> What the task requires: Restate the records below word for word, and omit the images they hold.
BEGIN Data records
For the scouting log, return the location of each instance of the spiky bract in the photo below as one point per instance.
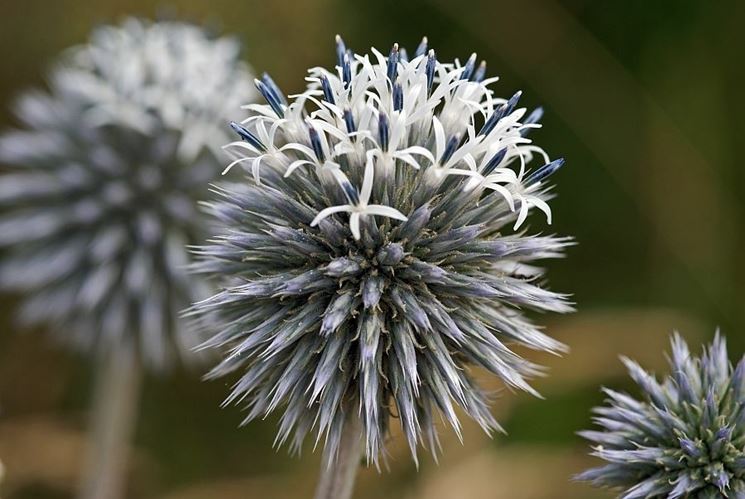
(101, 197)
(684, 438)
(370, 260)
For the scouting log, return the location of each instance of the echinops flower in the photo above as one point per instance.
(101, 197)
(683, 438)
(373, 256)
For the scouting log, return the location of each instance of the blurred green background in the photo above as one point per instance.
(645, 101)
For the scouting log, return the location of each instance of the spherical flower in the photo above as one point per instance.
(371, 258)
(101, 197)
(683, 438)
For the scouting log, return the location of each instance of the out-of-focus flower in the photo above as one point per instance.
(101, 199)
(369, 260)
(683, 438)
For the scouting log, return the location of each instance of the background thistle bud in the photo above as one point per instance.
(371, 257)
(683, 438)
(101, 200)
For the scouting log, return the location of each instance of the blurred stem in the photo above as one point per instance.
(337, 475)
(112, 424)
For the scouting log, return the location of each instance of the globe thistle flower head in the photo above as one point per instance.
(100, 199)
(683, 438)
(371, 257)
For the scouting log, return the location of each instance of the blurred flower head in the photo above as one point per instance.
(101, 197)
(683, 438)
(370, 259)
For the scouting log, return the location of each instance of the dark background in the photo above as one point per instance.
(645, 101)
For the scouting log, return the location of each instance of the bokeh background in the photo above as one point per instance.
(645, 101)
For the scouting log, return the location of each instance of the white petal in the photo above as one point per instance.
(385, 211)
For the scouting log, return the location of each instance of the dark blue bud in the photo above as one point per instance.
(398, 97)
(422, 48)
(689, 447)
(393, 59)
(315, 142)
(341, 49)
(246, 135)
(480, 73)
(468, 68)
(450, 148)
(545, 171)
(270, 98)
(349, 121)
(494, 161)
(383, 131)
(328, 94)
(430, 70)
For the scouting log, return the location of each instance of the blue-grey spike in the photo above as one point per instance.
(246, 135)
(468, 68)
(393, 59)
(278, 93)
(545, 171)
(403, 55)
(315, 142)
(533, 117)
(480, 73)
(349, 121)
(430, 70)
(495, 161)
(383, 131)
(398, 97)
(341, 49)
(328, 94)
(500, 113)
(422, 48)
(346, 70)
(271, 99)
(450, 148)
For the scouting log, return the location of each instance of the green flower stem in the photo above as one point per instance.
(112, 425)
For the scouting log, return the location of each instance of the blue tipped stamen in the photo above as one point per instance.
(247, 136)
(328, 94)
(430, 70)
(315, 142)
(500, 113)
(468, 68)
(383, 131)
(349, 121)
(398, 97)
(494, 162)
(351, 193)
(341, 49)
(534, 117)
(543, 172)
(274, 88)
(480, 73)
(273, 101)
(393, 58)
(422, 48)
(450, 148)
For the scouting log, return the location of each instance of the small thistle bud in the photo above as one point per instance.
(683, 438)
(101, 199)
(373, 255)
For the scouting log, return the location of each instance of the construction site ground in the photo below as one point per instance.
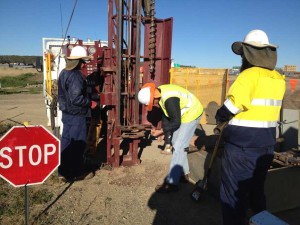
(124, 195)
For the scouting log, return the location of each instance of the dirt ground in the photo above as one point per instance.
(123, 195)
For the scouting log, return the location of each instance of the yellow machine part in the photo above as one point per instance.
(209, 85)
(48, 75)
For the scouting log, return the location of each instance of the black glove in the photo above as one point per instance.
(95, 97)
(223, 114)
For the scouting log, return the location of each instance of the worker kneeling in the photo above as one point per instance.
(181, 115)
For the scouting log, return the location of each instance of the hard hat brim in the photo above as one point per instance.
(80, 57)
(237, 47)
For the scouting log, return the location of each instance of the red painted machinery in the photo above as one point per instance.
(118, 70)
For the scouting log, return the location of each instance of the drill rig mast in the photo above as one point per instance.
(121, 72)
(114, 75)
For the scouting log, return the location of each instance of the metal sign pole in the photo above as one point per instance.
(26, 205)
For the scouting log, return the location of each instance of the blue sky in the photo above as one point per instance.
(203, 31)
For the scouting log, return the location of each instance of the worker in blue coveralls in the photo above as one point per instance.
(181, 114)
(75, 106)
(252, 107)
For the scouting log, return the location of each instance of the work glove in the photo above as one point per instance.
(168, 138)
(94, 104)
(223, 114)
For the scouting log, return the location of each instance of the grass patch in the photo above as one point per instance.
(22, 80)
(31, 83)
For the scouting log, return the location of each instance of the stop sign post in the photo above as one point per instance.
(28, 155)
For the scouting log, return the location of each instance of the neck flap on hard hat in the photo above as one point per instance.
(71, 64)
(261, 57)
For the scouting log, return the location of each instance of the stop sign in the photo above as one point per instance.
(28, 155)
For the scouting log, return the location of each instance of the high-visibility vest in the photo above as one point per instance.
(190, 106)
(255, 99)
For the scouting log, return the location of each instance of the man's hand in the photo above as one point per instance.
(156, 133)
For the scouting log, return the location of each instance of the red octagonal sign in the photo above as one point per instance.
(28, 155)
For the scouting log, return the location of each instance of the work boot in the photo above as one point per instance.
(185, 178)
(166, 188)
(167, 150)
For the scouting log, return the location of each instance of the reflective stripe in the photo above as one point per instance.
(266, 102)
(189, 97)
(231, 107)
(253, 123)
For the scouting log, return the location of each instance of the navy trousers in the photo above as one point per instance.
(73, 143)
(243, 176)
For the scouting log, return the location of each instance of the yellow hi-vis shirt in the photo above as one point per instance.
(255, 98)
(190, 106)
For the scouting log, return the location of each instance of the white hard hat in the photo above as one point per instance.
(255, 38)
(79, 52)
(144, 96)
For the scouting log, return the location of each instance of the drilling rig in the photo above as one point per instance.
(116, 72)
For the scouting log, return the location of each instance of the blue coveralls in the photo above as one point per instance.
(252, 107)
(75, 106)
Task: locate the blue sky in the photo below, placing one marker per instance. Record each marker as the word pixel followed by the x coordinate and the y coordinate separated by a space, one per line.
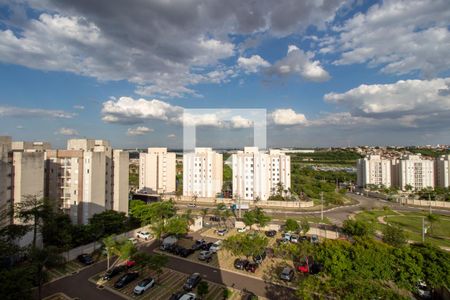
pixel 329 74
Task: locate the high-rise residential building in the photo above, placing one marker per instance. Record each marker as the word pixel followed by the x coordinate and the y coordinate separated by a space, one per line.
pixel 257 175
pixel 443 171
pixel 202 173
pixel 87 178
pixel 374 170
pixel 416 172
pixel 157 171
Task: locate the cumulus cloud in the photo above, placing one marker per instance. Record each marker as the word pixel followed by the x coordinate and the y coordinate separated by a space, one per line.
pixel 67 131
pixel 297 62
pixel 400 36
pixel 252 64
pixel 140 130
pixel 396 99
pixel 188 40
pixel 287 116
pixel 11 111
END Data records
> Solution to this problem:
For the scouting log, return the location of each instance of the spiky bract in the photo below as one point per instance.
(101, 197)
(684, 438)
(370, 260)
For the scouting log, return the location of each instance of the echinops flower in the photo above as one point per instance.
(101, 197)
(683, 438)
(373, 256)
For the scouting log, return the location of each instance of the blurred green background in the photo above as one point per instance.
(645, 101)
For the scouting log, return the location of each instance of the spherical flower in the photo above as one point per instance.
(371, 258)
(101, 197)
(683, 438)
For the scouting log, return the location of each instance of the out-of-focus flower in the photo above as one point per instance.
(101, 199)
(369, 260)
(683, 438)
For the scouting log, return the location of each instance of the background thistle bud in the photo above as one point per instance.
(371, 257)
(683, 438)
(101, 200)
For the scouting log, return the location of each instance of the blurred stem in the photo above as one point per instance.
(337, 475)
(112, 424)
For the scouting log, return the location of each instance of the globe thistle flower head in the photo above as one point per instance.
(100, 199)
(683, 438)
(371, 257)
For the scouting log, return the location of each instance of the blurred flower head in the photo above as one point per instance.
(101, 197)
(683, 438)
(370, 259)
For the scouting log, return the location of each instance of the dark background in the photo above as one point per instance.
(645, 101)
For the scouting log, return the location of each instance of the bokeh background in the photo above as one point per instance.
(645, 101)
For the scouting log, return the location of each instance of the white petal in the photo above as one point per instance.
(385, 211)
For the scouting log, return the location of each instance of the dark blue bud in the photo above as one point per instance.
(398, 97)
(422, 48)
(689, 447)
(393, 59)
(315, 142)
(341, 49)
(246, 135)
(480, 73)
(468, 68)
(450, 148)
(545, 171)
(270, 98)
(349, 121)
(494, 161)
(383, 131)
(328, 94)
(430, 70)
For the scouting log, return the location of each instance of the blue-grey spike in the photo above as one point per instance.
(246, 135)
(468, 68)
(393, 59)
(278, 93)
(545, 171)
(403, 55)
(315, 142)
(533, 117)
(480, 73)
(349, 121)
(430, 70)
(495, 161)
(383, 131)
(398, 97)
(341, 49)
(328, 94)
(500, 113)
(422, 48)
(346, 70)
(271, 99)
(450, 148)
For the scouting log, return the location of each instance of the green flower stem in the photo above as one point per instance.
(112, 425)
For the scouting log, return the location of each instance of the blue tipped stamen in the photo above as one point per instance.
(247, 136)
(328, 94)
(430, 70)
(315, 142)
(500, 113)
(468, 68)
(383, 131)
(349, 121)
(398, 97)
(494, 162)
(351, 193)
(341, 49)
(534, 117)
(543, 172)
(274, 88)
(480, 73)
(273, 101)
(393, 58)
(422, 48)
(450, 148)
For the scouting log, return the location of each instance of the small thistle bud in the photo above as one point per instance.
(683, 438)
(101, 199)
(373, 255)
For the scouting log, return the location of each instance of the construction site ground in the photo below as one point per instance.
(124, 195)
For the scouting log, return the location of each instance of the dirt ground in the photo above as one point per instance.
(123, 195)
For the scouting log, return the location of each instance of the yellow machine part in the photo above as one point per instance.
(209, 85)
(48, 75)
For the scouting log, return the location of each instance of the black glove in the photo above as one point per instance.
(95, 97)
(223, 114)
For the scouting log, return the location of each instance of the worker kneeling in the photo above as one point per instance.
(181, 115)
For the scouting log, return the location of each instance of the hard hat brim in the photo above as one point per instance.
(80, 57)
(237, 47)
For the scouting log, return the location of each instance of the red painted machinery in the photo above as one point per instance.
(118, 70)
For the scouting log, return the location of each instance of the drill rig mast in the photo above as one point per instance.
(121, 72)
(114, 75)
For the scouting log, return the location of each instance of the metal sign pole in the photo above as one point per instance.
(26, 205)
For the scouting log, return the location of each instance of the blue sky in the photo above as one point per instance.
(203, 31)
For the scouting log, return the location of each instance of the worker in blue coveralls in the photo above as one point per instance.
(181, 114)
(75, 106)
(252, 107)
For the scouting log, return the location of each instance of the work glove in the photo above as one point per instance.
(168, 138)
(94, 104)
(223, 114)
For the scouting log, return the location of each instance of the grass patch in the photo above as one point per instance.
(22, 80)
(31, 83)
For the scouting log, return the location of each instance of the stop sign post in the photo above as one point per instance.
(28, 155)
For the scouting log, return the location of each instance of the neck flap on hard hat in the photo above as one point per instance.
(71, 64)
(261, 57)
For the scouting log, return the location of each instance of the stop sign in the photo above as one point per instance.
(28, 155)
For the scouting log, return the location of each instance of the high-visibility vest in the photo above as one point per instance.
(190, 106)
(255, 99)
For the scouting log, return the location of each instance of the man's hand in the photo above as one point per instance.
(156, 133)
For the scouting log, return the location of each instance of the red octagonal sign in the photo above as one point per instance.
(28, 155)
For the scouting log, return the location of each instance of the work boot in the photo above as one point per instance.
(185, 178)
(166, 188)
(167, 150)
For the scouting log, return the location of each instance of the reflective stripe in the photo above as one point per instance.
(266, 102)
(189, 97)
(231, 107)
(253, 123)
For the scouting log, return the location of each instance of the navy trousers in the photo above as one point per instance.
(73, 143)
(243, 176)
For the scouting log, return the location of each instance of the yellow hi-vis shirt in the photo above as one point per instance.
(255, 98)
(190, 106)
For the scouting log, return the location of each instance of the white hard hat in the photo above as one point per instance.
(255, 38)
(79, 52)
(144, 96)
For the scouting log, return the location of each instance of the drilling rig in the photo above as one point per instance.
(116, 72)
For the scouting log, return the location of each instance of the blue coveralls in the photo above as one point per instance.
(252, 107)
(75, 106)
Task: locate the blue sky in the photo below, placing one marker per instance. Record each marker as the word pixel followed by the x coordinate and the y coordinate separated by a space, one per line.
pixel 329 74
Task: locate the high-rise residential building in the photo above, placing one marker per instance. Record each marker as the word pixel followed by the x coordinate and the y coordinate separated by a space, one per line.
pixel 257 175
pixel 443 171
pixel 202 173
pixel 87 178
pixel 374 170
pixel 416 172
pixel 157 171
Task: locate the cumulus cloud in the photo above, placing one marker per instance. Record each marker as the word pixel followed by the x coordinate and the y coordinate separated by a space, one per line.
pixel 67 131
pixel 297 62
pixel 400 36
pixel 252 64
pixel 140 130
pixel 396 99
pixel 188 40
pixel 287 116
pixel 11 111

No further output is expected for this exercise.